▶ **Data entries**
= = = = = = =

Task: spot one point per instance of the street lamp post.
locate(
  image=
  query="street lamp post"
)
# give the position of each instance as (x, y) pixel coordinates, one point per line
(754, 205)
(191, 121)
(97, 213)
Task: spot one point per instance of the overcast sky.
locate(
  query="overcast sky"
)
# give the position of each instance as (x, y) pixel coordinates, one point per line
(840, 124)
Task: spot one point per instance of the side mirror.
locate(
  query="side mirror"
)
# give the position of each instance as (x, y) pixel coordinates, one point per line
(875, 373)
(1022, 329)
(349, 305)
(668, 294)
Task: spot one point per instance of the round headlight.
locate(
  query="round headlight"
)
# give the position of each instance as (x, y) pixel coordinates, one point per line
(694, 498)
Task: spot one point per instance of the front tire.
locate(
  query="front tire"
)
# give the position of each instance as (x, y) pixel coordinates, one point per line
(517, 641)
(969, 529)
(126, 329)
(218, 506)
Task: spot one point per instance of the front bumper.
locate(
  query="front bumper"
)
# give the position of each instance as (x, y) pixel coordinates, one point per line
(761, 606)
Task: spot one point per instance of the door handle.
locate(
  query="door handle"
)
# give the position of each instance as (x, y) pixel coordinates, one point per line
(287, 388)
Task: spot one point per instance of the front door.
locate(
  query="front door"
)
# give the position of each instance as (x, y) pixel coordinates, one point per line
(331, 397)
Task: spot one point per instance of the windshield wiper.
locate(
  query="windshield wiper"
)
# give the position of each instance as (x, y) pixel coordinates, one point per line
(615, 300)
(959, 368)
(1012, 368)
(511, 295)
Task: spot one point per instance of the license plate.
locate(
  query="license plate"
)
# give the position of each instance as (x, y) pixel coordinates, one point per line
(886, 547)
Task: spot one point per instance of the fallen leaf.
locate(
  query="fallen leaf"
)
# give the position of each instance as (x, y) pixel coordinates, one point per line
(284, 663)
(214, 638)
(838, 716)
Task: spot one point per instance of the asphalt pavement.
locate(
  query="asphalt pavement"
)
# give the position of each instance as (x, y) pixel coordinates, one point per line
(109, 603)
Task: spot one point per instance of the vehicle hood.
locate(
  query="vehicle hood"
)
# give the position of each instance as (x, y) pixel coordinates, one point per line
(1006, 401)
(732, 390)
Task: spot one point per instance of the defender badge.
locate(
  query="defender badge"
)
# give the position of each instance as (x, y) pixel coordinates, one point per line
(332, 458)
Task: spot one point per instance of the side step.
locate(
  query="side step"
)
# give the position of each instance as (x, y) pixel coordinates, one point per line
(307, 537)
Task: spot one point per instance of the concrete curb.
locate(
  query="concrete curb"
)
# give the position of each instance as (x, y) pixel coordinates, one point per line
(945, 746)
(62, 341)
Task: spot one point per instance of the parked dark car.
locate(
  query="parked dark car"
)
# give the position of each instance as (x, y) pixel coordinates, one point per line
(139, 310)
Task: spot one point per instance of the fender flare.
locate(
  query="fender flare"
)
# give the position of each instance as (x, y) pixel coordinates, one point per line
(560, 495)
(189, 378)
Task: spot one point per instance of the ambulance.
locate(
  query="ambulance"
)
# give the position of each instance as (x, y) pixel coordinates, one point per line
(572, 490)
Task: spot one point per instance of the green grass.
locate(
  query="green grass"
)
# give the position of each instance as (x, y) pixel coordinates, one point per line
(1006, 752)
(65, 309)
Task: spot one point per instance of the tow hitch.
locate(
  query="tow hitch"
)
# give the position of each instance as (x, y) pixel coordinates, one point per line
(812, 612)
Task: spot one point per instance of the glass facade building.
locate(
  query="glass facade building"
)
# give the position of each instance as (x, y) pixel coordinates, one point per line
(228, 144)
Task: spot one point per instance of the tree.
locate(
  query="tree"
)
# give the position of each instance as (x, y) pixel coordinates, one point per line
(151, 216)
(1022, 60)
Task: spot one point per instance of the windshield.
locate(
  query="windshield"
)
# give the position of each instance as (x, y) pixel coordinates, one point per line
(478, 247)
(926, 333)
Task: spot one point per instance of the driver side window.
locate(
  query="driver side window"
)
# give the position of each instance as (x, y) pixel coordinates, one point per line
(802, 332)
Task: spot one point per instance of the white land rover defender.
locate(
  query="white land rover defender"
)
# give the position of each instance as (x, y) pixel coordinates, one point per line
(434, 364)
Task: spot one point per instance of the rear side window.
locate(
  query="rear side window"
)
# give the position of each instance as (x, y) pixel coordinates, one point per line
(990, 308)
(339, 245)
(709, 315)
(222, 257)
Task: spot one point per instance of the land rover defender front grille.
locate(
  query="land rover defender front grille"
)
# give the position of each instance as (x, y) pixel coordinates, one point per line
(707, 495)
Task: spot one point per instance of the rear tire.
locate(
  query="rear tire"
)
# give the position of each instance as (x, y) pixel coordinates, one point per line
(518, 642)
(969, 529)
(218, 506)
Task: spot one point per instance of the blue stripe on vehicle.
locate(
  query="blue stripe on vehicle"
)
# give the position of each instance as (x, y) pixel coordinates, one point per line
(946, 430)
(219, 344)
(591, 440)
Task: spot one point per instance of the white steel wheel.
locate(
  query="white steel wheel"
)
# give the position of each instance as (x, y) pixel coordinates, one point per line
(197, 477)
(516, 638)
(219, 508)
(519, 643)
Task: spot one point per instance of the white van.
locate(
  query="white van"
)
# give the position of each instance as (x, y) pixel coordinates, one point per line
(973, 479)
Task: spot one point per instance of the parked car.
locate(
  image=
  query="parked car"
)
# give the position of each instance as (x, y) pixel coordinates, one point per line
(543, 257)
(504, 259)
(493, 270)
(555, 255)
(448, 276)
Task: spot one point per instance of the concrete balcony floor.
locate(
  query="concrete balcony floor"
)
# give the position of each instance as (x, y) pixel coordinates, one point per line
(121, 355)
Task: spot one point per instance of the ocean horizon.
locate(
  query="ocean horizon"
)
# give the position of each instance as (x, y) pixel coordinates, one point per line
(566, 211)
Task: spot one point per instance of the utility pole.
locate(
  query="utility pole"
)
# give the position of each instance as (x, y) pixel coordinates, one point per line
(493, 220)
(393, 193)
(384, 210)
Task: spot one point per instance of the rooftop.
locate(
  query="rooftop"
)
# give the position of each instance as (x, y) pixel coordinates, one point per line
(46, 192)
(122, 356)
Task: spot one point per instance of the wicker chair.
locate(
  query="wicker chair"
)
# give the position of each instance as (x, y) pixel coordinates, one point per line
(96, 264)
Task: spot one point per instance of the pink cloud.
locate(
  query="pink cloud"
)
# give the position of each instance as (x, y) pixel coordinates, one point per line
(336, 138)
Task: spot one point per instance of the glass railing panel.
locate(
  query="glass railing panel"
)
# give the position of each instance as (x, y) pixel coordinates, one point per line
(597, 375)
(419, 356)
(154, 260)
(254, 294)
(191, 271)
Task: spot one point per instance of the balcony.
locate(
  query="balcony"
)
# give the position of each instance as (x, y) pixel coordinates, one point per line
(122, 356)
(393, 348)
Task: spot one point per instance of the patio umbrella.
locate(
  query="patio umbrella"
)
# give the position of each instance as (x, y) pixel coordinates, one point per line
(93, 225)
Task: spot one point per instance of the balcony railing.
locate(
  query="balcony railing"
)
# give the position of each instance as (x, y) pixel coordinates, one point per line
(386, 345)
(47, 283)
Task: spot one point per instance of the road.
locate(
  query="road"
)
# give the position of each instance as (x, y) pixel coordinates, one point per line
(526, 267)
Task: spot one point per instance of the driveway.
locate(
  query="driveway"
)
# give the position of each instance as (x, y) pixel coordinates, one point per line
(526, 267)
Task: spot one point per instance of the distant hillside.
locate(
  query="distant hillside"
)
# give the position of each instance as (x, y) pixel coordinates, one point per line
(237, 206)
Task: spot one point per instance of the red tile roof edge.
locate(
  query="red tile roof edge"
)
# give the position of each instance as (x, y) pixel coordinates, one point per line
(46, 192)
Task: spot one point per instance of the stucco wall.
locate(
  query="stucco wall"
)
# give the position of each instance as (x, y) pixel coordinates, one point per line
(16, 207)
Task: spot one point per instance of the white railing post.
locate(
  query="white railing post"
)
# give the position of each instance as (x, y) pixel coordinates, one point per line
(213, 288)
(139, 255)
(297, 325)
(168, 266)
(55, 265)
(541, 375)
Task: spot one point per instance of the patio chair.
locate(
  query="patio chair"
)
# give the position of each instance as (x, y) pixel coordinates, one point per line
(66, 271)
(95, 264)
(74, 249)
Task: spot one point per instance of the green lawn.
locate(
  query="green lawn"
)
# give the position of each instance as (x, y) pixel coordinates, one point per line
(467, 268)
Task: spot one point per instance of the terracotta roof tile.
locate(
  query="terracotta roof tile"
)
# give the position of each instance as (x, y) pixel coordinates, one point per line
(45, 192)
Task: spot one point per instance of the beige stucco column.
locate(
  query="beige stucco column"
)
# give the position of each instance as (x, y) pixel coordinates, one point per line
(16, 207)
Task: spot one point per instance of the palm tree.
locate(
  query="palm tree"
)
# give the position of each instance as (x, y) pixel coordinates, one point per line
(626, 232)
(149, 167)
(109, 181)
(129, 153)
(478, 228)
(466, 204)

= = = = = = =

▶ **Directions for this task**
Look above for the line that holds "Task: spot one point per instance of the patio chair.", then copy it and each line after it exactly, through the last line of the data.

▶ **Task answer**
Task: spot one point per instance of the patio chair.
locate(
  query="patio chair"
)
# give the position of each instance as (x, y) pixel coordinates, one point per line
(66, 271)
(95, 264)
(74, 249)
Task: spot one point per instance of the green lawn.
locate(
  query="green lawn"
)
# give the position of each instance as (x, y) pixel coordinates, one point per line
(467, 268)
Task: spot one point per instance of the terracotta roof tile.
locate(
  query="terracotta roof tile"
)
# give the position of each instance as (x, y) pixel coordinates, one point per line
(45, 192)
Task: spot one point per instance of the beige stucco column.
locate(
  query="beige stucco column"
)
# give the position of each instance as (x, y) pixel coordinates, one point per line
(16, 207)
Task: spot one point per instance of the palm tree.
locate(
  query="palm tree"
)
# give the position of each instance as (x, y) pixel coordinates, one point per line
(626, 232)
(149, 167)
(109, 181)
(129, 153)
(478, 228)
(466, 204)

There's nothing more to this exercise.